==== TASK MATERIAL ====

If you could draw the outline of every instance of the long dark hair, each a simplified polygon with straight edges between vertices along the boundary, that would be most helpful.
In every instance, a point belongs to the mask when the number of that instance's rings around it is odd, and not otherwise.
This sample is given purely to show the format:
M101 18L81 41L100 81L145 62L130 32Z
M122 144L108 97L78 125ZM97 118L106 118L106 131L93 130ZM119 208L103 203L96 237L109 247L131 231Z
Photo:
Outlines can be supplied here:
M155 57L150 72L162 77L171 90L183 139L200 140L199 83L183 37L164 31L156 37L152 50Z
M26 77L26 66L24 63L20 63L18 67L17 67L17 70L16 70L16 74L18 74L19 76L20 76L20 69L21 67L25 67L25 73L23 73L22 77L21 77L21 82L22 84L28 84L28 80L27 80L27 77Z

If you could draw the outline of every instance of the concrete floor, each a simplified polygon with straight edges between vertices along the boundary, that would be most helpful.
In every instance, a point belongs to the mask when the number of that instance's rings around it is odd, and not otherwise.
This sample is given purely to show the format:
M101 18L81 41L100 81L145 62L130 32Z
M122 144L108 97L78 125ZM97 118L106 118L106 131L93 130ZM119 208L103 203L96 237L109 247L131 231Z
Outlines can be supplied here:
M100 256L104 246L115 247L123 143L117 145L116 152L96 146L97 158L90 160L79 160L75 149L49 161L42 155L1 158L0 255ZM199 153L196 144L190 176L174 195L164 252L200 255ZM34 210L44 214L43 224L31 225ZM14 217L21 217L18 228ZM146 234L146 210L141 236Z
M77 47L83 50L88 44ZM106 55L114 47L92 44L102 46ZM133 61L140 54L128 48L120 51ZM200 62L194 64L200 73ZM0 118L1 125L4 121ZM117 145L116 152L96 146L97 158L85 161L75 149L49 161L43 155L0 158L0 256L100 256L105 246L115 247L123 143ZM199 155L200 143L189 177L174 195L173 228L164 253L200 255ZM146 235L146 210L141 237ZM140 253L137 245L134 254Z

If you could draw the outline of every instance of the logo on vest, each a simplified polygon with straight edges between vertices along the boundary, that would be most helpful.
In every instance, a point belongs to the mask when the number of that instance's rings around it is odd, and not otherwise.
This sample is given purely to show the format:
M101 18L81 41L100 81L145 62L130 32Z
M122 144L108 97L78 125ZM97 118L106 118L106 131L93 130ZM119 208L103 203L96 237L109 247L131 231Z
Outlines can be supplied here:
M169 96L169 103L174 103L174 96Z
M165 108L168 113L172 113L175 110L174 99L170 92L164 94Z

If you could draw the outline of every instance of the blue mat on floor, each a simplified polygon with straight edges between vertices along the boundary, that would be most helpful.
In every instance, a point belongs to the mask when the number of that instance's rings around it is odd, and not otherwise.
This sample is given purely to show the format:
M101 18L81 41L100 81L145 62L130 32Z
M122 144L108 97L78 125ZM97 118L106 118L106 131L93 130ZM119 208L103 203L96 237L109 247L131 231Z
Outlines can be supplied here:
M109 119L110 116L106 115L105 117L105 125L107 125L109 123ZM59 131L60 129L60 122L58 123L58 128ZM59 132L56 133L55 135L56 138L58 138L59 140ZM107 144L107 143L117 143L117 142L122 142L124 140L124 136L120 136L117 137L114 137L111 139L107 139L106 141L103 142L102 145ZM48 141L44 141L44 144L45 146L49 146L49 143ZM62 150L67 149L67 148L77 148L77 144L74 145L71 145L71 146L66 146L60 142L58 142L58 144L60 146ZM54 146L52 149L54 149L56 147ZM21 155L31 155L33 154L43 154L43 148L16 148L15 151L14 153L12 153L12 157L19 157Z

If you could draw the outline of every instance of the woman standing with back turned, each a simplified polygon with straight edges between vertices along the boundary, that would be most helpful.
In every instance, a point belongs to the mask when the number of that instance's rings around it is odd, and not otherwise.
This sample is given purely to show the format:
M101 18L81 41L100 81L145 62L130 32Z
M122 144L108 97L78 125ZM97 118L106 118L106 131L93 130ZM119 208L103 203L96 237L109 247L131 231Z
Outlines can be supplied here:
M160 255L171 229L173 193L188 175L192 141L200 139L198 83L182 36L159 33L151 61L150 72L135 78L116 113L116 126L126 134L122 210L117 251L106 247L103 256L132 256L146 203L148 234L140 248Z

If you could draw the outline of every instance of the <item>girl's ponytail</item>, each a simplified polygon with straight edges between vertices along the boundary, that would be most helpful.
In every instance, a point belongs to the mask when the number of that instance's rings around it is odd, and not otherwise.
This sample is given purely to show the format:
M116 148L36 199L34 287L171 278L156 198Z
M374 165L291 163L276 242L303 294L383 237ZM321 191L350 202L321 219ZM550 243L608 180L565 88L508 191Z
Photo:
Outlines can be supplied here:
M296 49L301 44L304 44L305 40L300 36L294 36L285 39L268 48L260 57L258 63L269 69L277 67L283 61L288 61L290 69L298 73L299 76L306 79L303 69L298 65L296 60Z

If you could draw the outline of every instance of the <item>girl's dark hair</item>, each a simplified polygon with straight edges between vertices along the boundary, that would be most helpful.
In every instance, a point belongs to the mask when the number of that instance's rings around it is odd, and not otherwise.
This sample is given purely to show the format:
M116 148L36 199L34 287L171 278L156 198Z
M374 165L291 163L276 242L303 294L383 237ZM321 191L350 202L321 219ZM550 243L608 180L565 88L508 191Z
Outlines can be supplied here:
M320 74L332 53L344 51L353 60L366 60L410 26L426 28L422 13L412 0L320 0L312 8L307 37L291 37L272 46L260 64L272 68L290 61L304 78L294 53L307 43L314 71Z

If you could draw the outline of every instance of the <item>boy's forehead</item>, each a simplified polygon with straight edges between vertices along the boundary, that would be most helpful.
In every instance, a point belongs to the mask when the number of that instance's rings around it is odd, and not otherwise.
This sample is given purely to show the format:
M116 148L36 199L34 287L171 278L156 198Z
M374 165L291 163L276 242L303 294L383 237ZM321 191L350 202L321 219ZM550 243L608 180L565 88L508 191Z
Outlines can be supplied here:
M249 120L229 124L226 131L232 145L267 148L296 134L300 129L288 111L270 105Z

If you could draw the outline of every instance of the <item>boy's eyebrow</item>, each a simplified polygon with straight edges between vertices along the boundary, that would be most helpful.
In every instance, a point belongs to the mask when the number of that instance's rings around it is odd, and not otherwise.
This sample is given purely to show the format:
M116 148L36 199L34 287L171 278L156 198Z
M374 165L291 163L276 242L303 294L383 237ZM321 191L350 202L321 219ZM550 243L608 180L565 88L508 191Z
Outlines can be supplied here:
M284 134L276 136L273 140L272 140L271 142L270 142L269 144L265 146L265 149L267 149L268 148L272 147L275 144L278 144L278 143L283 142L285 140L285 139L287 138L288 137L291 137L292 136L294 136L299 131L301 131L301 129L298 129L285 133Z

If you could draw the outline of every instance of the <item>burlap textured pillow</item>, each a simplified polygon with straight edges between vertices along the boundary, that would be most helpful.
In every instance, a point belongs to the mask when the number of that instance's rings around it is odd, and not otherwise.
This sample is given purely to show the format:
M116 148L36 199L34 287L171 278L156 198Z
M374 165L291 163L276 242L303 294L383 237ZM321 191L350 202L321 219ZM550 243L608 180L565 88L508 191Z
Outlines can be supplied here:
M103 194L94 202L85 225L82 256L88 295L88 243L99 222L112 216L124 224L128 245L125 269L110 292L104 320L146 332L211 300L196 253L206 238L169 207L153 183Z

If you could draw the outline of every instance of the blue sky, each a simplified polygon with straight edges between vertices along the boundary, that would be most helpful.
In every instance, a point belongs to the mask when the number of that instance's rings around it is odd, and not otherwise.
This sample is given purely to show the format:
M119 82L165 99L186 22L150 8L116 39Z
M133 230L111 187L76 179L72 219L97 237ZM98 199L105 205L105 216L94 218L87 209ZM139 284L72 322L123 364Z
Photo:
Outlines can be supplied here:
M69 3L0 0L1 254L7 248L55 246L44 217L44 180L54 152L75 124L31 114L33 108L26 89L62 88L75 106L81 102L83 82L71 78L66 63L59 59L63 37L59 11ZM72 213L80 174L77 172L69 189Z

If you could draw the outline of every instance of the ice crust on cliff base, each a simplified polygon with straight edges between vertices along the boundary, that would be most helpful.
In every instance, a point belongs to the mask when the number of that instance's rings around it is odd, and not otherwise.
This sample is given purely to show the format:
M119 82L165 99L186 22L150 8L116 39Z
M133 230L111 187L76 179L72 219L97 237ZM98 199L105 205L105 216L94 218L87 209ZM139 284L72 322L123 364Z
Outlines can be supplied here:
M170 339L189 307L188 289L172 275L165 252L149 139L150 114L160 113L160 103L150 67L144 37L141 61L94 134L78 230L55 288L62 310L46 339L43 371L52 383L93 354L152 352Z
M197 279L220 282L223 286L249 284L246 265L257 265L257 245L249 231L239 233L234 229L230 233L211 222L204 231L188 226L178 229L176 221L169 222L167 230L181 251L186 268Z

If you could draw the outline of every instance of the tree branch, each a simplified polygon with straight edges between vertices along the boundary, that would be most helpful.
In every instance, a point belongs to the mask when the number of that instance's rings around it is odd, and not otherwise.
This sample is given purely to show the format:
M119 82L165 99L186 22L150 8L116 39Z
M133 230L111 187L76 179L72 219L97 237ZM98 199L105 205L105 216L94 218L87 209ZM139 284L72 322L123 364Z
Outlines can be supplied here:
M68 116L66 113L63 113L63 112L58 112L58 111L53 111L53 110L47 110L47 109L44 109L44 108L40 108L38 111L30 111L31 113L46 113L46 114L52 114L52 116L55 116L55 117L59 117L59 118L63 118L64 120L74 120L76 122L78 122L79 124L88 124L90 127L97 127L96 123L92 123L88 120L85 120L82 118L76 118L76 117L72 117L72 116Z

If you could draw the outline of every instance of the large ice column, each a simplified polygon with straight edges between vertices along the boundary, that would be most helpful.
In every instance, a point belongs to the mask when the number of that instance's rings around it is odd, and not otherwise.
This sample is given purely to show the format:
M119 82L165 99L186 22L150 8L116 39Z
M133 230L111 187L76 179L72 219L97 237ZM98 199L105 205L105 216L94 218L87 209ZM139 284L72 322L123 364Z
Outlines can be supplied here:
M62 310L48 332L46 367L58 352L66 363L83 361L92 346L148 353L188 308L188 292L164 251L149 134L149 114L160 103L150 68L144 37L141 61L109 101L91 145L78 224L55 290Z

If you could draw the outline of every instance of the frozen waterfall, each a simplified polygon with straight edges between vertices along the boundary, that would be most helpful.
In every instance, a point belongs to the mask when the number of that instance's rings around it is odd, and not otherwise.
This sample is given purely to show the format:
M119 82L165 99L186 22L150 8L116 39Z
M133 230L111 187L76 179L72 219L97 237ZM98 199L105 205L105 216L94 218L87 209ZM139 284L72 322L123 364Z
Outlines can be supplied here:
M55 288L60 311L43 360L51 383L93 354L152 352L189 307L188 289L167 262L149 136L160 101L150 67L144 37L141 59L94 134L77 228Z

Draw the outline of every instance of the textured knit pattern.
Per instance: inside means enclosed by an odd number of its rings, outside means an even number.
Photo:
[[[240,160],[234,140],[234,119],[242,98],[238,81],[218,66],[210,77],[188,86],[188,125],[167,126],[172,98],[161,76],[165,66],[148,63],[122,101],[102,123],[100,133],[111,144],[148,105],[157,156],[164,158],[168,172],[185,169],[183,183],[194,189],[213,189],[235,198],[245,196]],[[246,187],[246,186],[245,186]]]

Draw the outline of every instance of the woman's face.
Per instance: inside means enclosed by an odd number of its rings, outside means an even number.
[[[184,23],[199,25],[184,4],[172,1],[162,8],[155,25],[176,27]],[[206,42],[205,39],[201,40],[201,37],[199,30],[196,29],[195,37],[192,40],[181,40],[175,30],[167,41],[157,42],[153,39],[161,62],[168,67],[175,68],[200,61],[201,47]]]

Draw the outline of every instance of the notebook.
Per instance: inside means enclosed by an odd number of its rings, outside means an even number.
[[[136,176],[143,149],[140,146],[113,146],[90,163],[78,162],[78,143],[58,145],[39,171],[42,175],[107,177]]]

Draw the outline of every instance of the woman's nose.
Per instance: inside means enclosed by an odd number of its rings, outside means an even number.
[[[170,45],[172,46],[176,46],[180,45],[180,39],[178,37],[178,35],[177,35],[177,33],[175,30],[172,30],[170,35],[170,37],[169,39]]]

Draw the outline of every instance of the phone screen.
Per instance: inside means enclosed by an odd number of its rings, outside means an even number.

====

_THE REQUEST_. Copy the data from its beginning up to and including the line with "M155 57L150 72L162", changing "long dark hair" to "braided hair" and leaving everything else as it is.

_TASK RESPONSE_.
If you could draw the outline of every instance of the braided hair, each a simplified polygon with straight edges between vertices along the boundary, that would be most helpful.
In every instance, a point belongs to the mask when the number of that instance's rings around it is odd, and not otherwise.
This sample is given purely to show the format:
M101 18L81 41L100 81L145 62L130 32Z
M122 144L108 97L78 125ZM97 118L106 118L106 131L93 130ZM119 208L103 203L96 237L109 247L131 231Z
Photo:
Outlines can be supplied here:
M155 57L150 72L162 77L171 90L183 139L200 140L199 83L183 37L164 31L156 37L152 50Z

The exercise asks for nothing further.